Compito A. Secondo il testo sulle terapie contro l'HIV, quanti dei protagonisti di "Tunten lügen nicht" sono sieropositivi?
Compito B. Elenca tutto ciò che la risposta contenuta nel testo sulle terapie contro l'HIV afferma a proposito degli effetti collaterali.

Rimaniamo su questo tema. Se ne parla approfonditamente anche in "Tunten lügen nicht". Tre dei quattro protagonisti sono sieropositivi e raccontano di come abbiano deciso di non seguire una terapia, nella convinzione che gli effetti collaterali siano troppo forti e che vadano ad influire in modo estremamente negativo sull'organismo. Come vedi l'attuale situazione rispetto al tema "terapie: pro e contra"? Pensi che ci sia sufficiente consapevolezza nelle persone sieropositive di fronte ad una scelta a favore piuttosto che contro l'assunzione di medicinali?

I medicinali hanno salvato tantissime vite. Oggi, tra le persone che conosco e che hanno contratto il virus, pochissimi muoiono, mentre anni fa erano migliaia. Gli effetti collaterali esistono, sono forti, è giusto prenderne coscienza, ma non tutti reagiscono allo stesso modo, è anche una questione di costituzione, di stile di vita. Una triste verità è poi il fatto che moltissimi gay non si apprezzano, non si amano e spesso la malattia diviene quasi una forma di suicidio. Il senso di inferiorità è ancora estremamente diffuso tra i gay. La vanità, il narcisismo sono spesso caratteristiche intrinseche nella personalità omosessuale, ma ciò non ha nulla a che vedere con l'amore di se'. Riconoscere quest'ultimo con le sue debolezze e anche coi suoi vantaggi, tra i quali riuscire ad amare se stessi per poter amare anche gli altri, risulta sempre qualcosa di molto difficile. Mi spiace doverlo dire, ma sono convinto che ancora oggi manchi la volontà di confrontarsi consapevolmente con la realtà del problema AIDS, non ci si protegge abbastanza, si è ancora molto superficiali. Coloro che si sottopongono ad un test il cui risultato è positivo, notando, dopo aver superato lo shock, che si è ancora in salute, ignorano la questione. Non c'è consapevolezza...; il problema si fa presente qualora compaiano i primi segni della malattia e, spesso, allora è troppo tardi.

Dati forniti.
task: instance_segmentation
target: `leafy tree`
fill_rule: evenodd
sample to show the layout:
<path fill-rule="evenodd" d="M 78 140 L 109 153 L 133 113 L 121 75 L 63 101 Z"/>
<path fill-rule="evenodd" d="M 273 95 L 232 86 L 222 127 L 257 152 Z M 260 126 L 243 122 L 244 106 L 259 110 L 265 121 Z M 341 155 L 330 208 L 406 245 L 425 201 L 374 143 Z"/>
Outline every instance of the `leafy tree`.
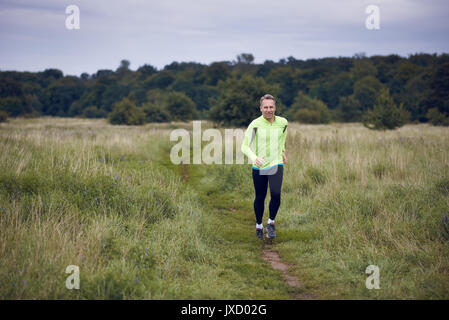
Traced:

Risposta A. Tre dei quattro protagonisti.

Risposta B.
- Esistono.
- Sono forti.
- È giusto prenderne coscienza.
- Non tutti reagiscono allo stesso modo.
- È anche una questione di costituzione e di stile di vita.